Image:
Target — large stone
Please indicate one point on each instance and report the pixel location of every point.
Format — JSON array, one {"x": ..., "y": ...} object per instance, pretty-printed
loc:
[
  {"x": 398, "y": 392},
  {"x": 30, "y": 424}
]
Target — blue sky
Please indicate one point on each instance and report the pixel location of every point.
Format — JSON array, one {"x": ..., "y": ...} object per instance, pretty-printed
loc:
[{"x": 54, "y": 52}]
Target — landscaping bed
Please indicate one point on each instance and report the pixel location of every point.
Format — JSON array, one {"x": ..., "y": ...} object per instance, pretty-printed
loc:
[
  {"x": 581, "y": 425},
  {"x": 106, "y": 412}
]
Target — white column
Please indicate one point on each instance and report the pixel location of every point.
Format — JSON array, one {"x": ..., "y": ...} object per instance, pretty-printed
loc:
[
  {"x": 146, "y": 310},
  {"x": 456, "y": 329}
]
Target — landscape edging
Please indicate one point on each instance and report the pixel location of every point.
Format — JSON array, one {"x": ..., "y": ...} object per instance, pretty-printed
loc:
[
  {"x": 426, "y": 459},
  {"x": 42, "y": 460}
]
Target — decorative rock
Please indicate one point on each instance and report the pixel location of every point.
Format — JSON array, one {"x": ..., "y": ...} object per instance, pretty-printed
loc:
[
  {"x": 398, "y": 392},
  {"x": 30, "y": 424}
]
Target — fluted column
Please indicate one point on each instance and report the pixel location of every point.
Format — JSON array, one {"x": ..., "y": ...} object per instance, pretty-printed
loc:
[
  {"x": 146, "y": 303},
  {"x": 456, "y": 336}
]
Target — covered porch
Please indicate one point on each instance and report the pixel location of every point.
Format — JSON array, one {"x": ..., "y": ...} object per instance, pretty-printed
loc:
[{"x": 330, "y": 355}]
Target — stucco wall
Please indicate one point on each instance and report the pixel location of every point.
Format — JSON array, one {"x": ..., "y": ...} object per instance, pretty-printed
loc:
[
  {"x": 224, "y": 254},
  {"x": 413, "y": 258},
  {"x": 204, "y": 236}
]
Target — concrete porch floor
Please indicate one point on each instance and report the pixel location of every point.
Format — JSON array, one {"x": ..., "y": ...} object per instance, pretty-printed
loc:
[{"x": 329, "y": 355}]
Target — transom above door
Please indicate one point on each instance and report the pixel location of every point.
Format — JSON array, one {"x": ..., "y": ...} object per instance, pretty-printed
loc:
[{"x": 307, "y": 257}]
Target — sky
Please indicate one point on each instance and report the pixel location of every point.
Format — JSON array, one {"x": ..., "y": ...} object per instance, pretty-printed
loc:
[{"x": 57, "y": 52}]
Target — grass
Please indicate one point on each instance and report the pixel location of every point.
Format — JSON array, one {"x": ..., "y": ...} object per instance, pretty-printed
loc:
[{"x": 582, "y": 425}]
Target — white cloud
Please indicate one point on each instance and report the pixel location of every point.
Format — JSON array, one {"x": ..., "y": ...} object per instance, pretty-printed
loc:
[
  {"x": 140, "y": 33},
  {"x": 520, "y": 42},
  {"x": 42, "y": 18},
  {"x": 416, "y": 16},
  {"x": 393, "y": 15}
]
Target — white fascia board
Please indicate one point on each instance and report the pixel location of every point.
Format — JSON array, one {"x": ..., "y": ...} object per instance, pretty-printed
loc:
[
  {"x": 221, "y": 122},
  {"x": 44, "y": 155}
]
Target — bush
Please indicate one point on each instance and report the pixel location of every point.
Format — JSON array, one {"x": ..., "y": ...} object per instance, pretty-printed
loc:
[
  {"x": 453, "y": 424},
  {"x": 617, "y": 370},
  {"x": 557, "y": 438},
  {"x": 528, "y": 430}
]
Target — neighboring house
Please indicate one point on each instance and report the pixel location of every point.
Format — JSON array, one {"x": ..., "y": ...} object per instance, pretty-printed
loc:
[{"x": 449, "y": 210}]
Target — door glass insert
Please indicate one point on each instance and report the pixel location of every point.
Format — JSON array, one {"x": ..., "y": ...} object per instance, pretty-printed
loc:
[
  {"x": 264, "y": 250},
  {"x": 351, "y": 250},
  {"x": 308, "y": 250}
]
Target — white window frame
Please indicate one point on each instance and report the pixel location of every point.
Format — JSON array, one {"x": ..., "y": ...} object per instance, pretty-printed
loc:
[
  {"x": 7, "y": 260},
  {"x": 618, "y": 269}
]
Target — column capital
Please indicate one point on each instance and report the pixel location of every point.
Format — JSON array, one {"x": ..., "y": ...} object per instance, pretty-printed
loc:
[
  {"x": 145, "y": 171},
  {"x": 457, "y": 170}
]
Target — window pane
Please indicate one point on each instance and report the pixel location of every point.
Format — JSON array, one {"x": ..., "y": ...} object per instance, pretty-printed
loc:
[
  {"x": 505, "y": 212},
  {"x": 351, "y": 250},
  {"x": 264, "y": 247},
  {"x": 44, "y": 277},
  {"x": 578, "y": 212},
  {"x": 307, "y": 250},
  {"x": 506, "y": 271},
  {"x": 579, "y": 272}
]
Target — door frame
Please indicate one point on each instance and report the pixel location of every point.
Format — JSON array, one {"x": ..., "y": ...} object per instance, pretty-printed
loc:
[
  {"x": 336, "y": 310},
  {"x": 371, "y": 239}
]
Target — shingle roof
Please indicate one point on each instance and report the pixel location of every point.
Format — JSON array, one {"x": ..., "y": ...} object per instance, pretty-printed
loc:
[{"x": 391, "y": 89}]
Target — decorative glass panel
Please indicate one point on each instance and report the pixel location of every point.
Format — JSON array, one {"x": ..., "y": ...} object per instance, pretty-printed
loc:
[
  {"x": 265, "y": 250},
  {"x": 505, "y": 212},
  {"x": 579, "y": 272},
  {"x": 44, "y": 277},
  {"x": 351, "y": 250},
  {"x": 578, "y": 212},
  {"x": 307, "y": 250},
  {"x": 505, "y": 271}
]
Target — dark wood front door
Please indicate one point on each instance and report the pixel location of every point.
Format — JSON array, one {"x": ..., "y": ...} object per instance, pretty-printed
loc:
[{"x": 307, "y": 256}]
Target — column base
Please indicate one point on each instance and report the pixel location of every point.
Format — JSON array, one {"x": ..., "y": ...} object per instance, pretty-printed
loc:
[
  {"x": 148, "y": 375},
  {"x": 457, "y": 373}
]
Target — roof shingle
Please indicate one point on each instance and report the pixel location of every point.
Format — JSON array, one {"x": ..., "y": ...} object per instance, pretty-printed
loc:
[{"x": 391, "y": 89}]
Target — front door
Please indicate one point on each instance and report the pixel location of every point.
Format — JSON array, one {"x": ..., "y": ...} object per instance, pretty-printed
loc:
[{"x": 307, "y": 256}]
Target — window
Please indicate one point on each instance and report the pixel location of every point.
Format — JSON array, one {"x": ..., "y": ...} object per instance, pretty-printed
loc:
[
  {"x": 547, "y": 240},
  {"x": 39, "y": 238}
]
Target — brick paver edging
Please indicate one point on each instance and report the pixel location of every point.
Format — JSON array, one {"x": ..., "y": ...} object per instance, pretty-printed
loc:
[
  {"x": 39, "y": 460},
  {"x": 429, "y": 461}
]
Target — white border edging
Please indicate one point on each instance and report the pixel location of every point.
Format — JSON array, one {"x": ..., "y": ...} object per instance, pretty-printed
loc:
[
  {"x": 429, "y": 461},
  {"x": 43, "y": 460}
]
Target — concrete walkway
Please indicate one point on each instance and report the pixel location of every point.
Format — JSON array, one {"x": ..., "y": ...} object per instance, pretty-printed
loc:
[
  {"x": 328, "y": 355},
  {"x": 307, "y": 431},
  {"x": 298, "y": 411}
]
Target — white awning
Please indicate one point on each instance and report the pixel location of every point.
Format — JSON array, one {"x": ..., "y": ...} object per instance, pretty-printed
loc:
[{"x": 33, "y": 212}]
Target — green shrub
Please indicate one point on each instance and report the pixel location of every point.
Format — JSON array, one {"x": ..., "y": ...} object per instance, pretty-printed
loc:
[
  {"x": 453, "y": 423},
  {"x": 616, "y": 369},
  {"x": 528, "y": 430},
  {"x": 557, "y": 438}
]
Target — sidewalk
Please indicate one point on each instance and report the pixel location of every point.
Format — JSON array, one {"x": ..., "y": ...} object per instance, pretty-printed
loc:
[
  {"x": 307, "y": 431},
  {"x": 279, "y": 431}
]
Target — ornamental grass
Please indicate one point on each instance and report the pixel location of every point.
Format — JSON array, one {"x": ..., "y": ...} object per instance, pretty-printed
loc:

● ● ● ● ● ● ●

# Directions
Your task is to repeat the records exactly. Begin at their first line and stop after the line containing "Target — decorative rock".

# Response to the exercise
Image:
Target — large stone
Please indicate one point on each instance and report the pixel location of every point.
Format — JSON array, one {"x": ..., "y": ...} object per instance, pretty-printed
loc:
[
  {"x": 398, "y": 392},
  {"x": 30, "y": 424}
]
Target — blue sky
Please indicate one point on each instance and report the pixel location of every point.
Format — JSON array, one {"x": ..., "y": ...} object per instance, pretty-printed
loc:
[{"x": 54, "y": 52}]
Target — landscaping bed
Please indicate one point on each instance and report the pixel location of every point.
Format — JSON array, one {"x": ..., "y": ...} object per instance, pretty-printed
loc:
[
  {"x": 581, "y": 425},
  {"x": 106, "y": 412}
]
Target — white column
Please indicate one point on each instance and report the pixel location of every point.
Format — JSON array, one {"x": ..., "y": ...} object per instance, pretty-printed
loc:
[
  {"x": 146, "y": 310},
  {"x": 456, "y": 329}
]
Target — landscape edging
Please indicate one point on each instance and report the pixel location of every point.
Format — JSON array, one {"x": ..., "y": ...} object per instance, pretty-printed
loc:
[
  {"x": 426, "y": 459},
  {"x": 42, "y": 460}
]
Target — decorative rock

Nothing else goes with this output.